BAB II DINAMIKA MILITER JEPANG Pada bab ini penulis akan memaparkan dinamika militer Jepang dalam kurun waktu sebelum kekalahannya dalam Perang Dunia II hingga pasca Perang Dunia II. Diawali dari agresifitas militernya, yakni bagaimana agresifitas yang ditunjukkan oleh Jepang semasa Perang Dunia II sampai akhirnya menerapkan kebijakan pasifisme atau demiliterisasi. Dalam pembahasan pasifisme Jepang, penulis akan memaparkan landasan-landasan yang mendasari kebijakan pasifisme serta peran Jepang semasa penerapan kebijakan pasifisme. A. Agresifitas Militer Jepang dalam Perang Dunia II Jepang dikenal akan kekuatan militer dan agresifitas militernya selama Perang Dunia II. Keterlibatan Jepang dalam PD II ini dimulai dengan penadatanganan Tripartite Pacta dengan Nazi Germany dan Fascist Italy pada September 1940. Pasca penandatangan tersebut, Jepang kemudian mengirimkan pasukan militernya ke Indochina untuk merebut wilayah tersebut dari pendudukan Perancis. Amerika Serikat, sebagai negara aliansi Perancis kemudian merespon upaya Jepang merebut Indochina tersebut dengan cara memberikan sanksi ekonomi terhadap Jepang yakni embargo minyak dan baja. Setahun setelah embargo ekonomi, pemerintah Jepang, di bawah komando Kaisar Hiromoto memutuskan untuk membalas tindakan Amerika Serikat. Lagi-lagi, penggunaan kekuatan militer dipilih oleh Jepang sebagai cara untuk membalas tindakan Amerika Serikat.
______
Latihan 1. Temukan setiap baris entri yang memuat kata "cloudy", lalu salin baris-baris itu. Perbedaan huruf besar dan kecil diperhitungkan.
______
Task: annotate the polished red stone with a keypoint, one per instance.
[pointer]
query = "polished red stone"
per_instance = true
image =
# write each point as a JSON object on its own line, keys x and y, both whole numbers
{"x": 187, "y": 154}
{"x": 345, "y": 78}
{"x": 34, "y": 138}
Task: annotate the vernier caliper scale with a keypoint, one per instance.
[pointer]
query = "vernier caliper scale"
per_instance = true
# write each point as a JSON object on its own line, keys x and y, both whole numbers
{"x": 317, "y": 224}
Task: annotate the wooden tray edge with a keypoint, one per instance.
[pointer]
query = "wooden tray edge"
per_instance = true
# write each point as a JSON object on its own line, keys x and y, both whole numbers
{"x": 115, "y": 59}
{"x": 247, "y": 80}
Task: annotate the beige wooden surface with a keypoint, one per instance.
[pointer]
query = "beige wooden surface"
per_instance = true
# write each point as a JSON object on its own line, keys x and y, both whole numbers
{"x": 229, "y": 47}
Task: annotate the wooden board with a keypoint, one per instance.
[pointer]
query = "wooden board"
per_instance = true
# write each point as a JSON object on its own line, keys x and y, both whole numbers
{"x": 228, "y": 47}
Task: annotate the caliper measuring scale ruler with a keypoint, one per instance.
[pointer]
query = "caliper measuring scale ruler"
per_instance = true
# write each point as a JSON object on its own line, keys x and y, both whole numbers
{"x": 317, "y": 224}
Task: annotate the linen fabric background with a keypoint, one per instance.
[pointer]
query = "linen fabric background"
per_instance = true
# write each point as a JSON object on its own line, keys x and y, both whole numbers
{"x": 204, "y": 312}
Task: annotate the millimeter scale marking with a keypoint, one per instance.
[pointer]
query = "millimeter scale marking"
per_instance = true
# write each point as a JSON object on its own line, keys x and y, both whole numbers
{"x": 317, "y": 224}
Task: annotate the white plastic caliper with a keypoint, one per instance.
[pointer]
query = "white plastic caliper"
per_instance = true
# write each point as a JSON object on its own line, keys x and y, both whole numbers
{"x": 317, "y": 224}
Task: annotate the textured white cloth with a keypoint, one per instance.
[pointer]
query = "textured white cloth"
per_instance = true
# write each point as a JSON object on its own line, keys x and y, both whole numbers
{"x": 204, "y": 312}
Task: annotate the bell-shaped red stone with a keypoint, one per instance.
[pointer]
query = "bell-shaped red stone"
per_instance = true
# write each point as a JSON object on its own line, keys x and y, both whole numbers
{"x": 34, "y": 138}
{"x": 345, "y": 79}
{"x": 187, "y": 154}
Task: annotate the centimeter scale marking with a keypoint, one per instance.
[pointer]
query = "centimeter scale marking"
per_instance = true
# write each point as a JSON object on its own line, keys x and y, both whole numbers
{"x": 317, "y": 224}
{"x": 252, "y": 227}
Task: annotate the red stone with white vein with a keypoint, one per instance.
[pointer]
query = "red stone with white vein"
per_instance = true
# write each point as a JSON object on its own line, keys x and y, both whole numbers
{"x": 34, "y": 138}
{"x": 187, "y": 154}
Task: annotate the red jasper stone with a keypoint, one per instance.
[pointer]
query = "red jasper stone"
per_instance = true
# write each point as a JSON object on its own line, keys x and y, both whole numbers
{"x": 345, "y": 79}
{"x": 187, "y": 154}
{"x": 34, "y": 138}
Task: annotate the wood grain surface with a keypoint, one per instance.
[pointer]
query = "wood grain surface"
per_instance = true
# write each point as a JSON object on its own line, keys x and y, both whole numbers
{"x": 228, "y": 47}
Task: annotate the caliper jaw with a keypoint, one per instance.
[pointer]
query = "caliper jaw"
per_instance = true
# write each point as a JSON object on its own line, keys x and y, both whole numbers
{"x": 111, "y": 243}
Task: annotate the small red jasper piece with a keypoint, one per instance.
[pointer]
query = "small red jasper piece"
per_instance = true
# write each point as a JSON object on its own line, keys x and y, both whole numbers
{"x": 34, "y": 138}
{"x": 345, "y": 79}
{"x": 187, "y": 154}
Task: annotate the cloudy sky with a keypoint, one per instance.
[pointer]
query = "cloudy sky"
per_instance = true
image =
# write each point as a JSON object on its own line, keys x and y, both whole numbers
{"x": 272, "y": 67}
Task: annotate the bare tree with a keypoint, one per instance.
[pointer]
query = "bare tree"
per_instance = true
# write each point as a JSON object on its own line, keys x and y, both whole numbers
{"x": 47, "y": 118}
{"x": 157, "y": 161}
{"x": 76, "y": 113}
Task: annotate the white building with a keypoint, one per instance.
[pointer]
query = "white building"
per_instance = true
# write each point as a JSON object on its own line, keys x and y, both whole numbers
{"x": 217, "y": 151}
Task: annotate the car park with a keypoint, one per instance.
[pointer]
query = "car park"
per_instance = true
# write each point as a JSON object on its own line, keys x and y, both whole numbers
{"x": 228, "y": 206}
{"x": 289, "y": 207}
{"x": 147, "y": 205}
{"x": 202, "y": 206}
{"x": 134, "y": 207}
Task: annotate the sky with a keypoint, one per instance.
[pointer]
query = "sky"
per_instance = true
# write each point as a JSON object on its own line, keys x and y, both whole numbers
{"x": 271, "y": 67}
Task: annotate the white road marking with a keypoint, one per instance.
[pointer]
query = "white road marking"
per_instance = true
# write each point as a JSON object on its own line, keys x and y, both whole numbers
______
Latihan 2. Ulangi seluruh teks tentang dinamika militer Jepang persis seperti aslinya, tanpa perubahan apa pun.

Penyelesaian Tugas 1.
Task: annotate the cloudy sky with a keypoint, one per instance.
query = "cloudy sky"

Penyelesaian Tugas 2.
BAB II DINAMIKA MILITER JEPANG Pada bab ini penulis akan memaparkan dinamika militer Jepang dalam kurun waktu sebelum kekalahannya dalam Perang Dunia II hingga pasca Perang Dunia II. Diawali dari agresifitas militernya, yakni bagaimana agresifitas yang ditunjukkan oleh Jepang semasa Perang Dunia II sampai akhirnya menerapkan kebijakan pasifisme atau demiliterisasi. Dalam pembahasan pasifisme Jepang, penulis akan memaparkan landasan-landasan yang mendasari kebijakan pasifisme serta peran Jepang semasa penerapan kebijakan pasifisme. A. Agresifitas Militer Jepang dalam Perang Dunia II Jepang dikenal akan kekuatan militer dan agresifitas militernya selama Perang Dunia II. Keterlibatan Jepang dalam PD II ini dimulai dengan penadatanganan Tripartite Pacta dengan Nazi Germany dan Fascist Italy pada September 1940. Pasca penandatangan tersebut, Jepang kemudian mengirimkan pasukan militernya ke Indochina untuk merebut wilayah tersebut dari pendudukan Perancis. Amerika Serikat, sebagai negara aliansi Perancis kemudian merespon upaya Jepang merebut Indochina tersebut dengan cara memberikan sanksi ekonomi terhadap Jepang yakni embargo minyak dan baja. Setahun setelah embargo ekonomi, pemerintah Jepang, di bawah komando Kaisar Hiromoto memutuskan untuk membalas tindakan Amerika Serikat. Lagi-lagi, penggunaan kekuatan militer dipilih oleh Jepang sebagai cara untuk membalas tindakan Amerika Serikat.